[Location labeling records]
┌────────

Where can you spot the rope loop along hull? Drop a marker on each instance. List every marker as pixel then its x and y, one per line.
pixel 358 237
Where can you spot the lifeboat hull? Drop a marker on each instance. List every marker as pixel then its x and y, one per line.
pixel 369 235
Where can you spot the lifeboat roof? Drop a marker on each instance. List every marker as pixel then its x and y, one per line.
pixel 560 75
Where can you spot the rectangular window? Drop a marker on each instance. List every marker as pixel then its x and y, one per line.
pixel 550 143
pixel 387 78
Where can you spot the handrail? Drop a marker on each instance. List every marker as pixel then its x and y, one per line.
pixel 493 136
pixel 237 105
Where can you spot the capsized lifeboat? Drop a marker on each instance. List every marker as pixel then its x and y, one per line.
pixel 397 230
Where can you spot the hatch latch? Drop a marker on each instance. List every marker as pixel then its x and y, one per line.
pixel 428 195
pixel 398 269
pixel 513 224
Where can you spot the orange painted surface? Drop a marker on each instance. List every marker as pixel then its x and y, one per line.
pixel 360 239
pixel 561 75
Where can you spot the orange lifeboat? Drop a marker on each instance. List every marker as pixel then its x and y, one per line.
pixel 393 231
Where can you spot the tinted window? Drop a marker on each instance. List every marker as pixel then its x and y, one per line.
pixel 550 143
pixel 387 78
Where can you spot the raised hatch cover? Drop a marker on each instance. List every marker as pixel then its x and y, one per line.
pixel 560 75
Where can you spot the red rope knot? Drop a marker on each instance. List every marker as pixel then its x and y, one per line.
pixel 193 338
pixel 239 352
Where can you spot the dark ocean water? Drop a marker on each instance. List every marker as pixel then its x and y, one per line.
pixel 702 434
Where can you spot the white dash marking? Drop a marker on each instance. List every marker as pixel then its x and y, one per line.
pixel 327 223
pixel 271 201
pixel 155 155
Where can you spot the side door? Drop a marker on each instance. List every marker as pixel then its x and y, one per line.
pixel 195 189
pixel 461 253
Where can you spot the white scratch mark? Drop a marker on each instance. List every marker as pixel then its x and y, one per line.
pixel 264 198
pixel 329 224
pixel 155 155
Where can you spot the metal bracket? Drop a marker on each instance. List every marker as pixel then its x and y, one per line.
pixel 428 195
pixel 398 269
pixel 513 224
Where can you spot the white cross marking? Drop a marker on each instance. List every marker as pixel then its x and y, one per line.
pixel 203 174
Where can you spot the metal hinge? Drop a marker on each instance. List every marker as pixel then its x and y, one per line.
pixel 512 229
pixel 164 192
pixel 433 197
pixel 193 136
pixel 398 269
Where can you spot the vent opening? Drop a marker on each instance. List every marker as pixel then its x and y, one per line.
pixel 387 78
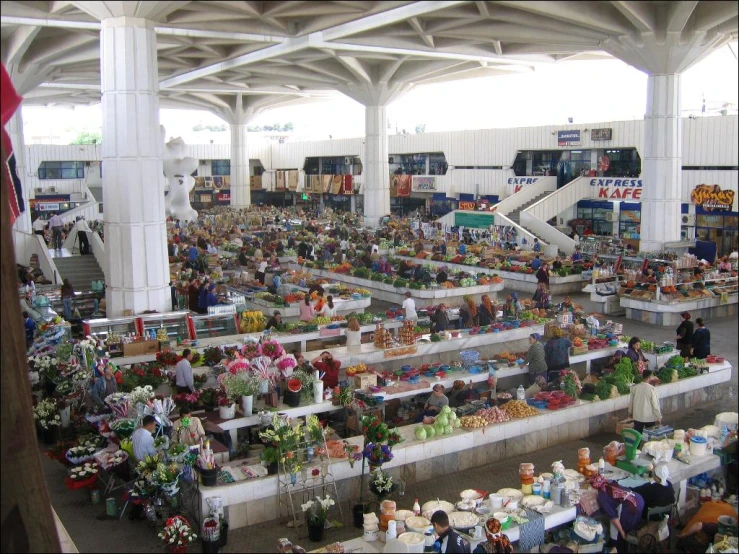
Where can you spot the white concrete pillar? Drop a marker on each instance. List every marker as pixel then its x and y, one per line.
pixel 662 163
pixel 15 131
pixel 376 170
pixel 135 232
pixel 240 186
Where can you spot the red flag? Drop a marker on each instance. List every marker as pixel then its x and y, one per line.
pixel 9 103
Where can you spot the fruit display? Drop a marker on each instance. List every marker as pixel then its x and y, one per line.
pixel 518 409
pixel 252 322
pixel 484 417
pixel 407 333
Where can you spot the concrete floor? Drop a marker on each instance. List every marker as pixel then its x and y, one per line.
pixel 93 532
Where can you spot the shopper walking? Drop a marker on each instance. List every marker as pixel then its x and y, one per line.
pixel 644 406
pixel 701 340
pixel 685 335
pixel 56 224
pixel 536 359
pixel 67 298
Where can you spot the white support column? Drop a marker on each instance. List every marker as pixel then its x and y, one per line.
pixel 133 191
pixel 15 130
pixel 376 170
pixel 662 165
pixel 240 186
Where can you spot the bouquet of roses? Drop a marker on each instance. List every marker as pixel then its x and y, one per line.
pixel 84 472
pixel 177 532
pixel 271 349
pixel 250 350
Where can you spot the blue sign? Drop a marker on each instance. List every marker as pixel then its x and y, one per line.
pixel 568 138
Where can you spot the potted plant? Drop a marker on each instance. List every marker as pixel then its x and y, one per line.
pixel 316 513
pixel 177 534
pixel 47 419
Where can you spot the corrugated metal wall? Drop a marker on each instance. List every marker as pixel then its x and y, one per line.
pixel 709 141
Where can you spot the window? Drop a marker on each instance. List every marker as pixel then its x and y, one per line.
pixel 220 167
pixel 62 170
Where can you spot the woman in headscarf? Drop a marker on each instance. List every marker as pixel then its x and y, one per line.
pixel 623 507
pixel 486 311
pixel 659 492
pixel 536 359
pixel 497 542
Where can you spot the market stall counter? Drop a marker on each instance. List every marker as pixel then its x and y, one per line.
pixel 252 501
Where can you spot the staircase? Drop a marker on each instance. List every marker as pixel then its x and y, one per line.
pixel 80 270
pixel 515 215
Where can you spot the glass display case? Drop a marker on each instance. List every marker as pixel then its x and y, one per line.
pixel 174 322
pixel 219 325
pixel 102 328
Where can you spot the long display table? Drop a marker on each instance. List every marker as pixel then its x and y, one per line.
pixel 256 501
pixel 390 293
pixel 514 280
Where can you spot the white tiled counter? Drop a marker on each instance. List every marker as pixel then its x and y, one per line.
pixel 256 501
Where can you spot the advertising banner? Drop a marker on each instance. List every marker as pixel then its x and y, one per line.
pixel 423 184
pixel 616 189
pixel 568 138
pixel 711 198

└────────
┌────────

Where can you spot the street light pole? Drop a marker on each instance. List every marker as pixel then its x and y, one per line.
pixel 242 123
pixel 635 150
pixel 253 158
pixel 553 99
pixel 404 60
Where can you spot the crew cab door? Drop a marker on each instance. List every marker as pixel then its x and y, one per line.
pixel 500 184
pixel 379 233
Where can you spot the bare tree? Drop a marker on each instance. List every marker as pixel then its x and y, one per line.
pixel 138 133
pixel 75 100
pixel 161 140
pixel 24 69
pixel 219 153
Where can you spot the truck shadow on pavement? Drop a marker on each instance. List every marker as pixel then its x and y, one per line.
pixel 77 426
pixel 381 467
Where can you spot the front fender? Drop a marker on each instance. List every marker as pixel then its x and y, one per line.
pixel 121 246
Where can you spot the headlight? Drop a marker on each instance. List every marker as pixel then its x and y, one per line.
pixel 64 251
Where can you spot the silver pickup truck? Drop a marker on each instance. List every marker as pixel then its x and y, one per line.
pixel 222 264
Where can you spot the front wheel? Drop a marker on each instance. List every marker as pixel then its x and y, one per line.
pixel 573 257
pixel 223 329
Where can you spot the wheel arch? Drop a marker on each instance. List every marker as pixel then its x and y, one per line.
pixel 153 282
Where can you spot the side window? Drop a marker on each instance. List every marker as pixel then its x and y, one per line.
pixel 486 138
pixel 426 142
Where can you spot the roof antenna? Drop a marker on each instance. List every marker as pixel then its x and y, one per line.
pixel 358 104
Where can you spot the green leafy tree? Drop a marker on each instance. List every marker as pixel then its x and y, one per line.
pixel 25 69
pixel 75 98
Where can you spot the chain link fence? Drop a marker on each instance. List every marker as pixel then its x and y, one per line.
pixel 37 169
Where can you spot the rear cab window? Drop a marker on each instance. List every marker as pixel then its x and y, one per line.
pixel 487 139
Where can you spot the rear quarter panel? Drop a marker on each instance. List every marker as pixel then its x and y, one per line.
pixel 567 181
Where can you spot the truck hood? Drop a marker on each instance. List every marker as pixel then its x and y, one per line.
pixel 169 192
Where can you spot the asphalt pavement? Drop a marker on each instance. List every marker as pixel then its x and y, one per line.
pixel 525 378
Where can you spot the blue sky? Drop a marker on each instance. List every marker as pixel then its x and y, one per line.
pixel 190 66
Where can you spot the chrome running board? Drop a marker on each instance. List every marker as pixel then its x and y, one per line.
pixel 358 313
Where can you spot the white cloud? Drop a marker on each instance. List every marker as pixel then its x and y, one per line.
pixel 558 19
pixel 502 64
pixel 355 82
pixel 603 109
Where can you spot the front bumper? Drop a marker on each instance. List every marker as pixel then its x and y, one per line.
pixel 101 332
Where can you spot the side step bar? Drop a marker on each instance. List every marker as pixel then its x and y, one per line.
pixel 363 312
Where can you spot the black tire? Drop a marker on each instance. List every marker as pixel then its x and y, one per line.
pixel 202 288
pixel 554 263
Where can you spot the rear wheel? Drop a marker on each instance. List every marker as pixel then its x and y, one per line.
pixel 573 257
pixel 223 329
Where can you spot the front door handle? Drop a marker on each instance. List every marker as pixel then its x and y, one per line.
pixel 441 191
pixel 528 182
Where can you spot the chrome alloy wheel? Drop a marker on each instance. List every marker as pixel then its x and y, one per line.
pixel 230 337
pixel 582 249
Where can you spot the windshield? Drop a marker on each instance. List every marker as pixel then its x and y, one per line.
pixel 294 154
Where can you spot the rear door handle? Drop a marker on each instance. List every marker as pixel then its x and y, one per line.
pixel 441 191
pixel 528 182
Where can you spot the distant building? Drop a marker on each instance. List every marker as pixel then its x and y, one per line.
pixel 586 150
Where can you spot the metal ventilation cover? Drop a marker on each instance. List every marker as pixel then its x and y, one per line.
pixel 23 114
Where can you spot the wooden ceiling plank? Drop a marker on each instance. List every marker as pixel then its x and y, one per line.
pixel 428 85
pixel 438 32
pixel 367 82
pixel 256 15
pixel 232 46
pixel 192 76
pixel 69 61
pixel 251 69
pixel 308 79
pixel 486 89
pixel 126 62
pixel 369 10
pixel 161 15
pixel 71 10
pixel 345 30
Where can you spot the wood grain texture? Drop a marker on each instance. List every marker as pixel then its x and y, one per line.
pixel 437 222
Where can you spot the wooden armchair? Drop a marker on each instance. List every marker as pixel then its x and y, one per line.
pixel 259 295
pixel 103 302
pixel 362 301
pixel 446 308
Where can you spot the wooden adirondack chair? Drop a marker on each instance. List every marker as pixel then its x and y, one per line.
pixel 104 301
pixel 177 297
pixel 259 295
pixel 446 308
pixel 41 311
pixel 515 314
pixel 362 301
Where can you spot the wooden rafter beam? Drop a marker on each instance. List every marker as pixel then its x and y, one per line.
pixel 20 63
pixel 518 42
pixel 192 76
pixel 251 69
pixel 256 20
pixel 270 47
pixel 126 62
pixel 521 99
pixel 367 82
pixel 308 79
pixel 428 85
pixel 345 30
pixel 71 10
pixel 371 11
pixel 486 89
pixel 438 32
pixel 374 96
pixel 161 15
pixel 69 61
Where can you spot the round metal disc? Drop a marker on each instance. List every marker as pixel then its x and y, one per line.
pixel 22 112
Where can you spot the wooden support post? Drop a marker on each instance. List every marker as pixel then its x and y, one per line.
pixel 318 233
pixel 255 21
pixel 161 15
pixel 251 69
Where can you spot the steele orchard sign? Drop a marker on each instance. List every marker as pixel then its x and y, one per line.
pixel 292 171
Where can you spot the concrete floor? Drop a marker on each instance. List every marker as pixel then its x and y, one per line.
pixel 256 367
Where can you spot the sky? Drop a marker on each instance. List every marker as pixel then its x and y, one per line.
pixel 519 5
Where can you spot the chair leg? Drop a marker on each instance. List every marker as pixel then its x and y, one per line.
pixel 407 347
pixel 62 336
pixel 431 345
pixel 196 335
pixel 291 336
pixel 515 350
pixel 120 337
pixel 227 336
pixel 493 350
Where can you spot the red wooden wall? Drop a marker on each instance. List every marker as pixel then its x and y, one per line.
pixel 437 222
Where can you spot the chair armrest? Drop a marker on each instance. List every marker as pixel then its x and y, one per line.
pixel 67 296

└────────

Written task>
Copy out the lines between the one containing "Where can you spot the white concrete" and the one containing "pixel 62 170", inclusive, with no changes.

Solution to this problem>
Where can you spot the white concrete pillar? Drop a marker on each instance. List every marker as pixel then its x and y, one per line.
pixel 662 163
pixel 15 131
pixel 376 170
pixel 135 232
pixel 240 186
Where can you spot the red flag? Drop a marker on each instance. List every marker as pixel then its x and y, one per line.
pixel 9 103
Where can you spot the fruit display? Drop a marker on each instance. List every marker as pixel then its x and y, one per line.
pixel 518 409
pixel 252 322
pixel 484 417
pixel 407 333
Where can you spot the concrete floor? Drop a marker on each instance. List every marker as pixel then its x and y, one per line.
pixel 93 532
Where can you spot the shopper walking? Drop a marker on each instance. List every marker as pixel then its x and y, one per line.
pixel 644 406
pixel 701 340
pixel 685 335
pixel 56 224
pixel 536 359
pixel 67 298
Where can you spot the white support column? Drop a marker on each instance. List every marker as pixel then its x and y, one per line.
pixel 133 191
pixel 15 130
pixel 376 170
pixel 662 165
pixel 240 186
Where can you spot the bouquet of roses? Drop a marker on each instance. List every marker as pixel then its x and y, one per line.
pixel 84 472
pixel 177 532
pixel 271 349
pixel 250 350
Where can you spot the blue sign? Drop a marker on each instance. List every marker as pixel then its x and y, one per line.
pixel 568 138
Where can you spot the potted plant? Drop a marker on each instance. List every marker as pixel then its x and y, one per line.
pixel 316 513
pixel 177 534
pixel 47 419
Where can you spot the corrugated metal wall? Drop a marker on each instance. List every marker as pixel then its x and y, one per line.
pixel 709 141
Where can you spot the window? Drop a marker on each instance. List every marker as pixel then its x and y, one per line.
pixel 220 167
pixel 62 170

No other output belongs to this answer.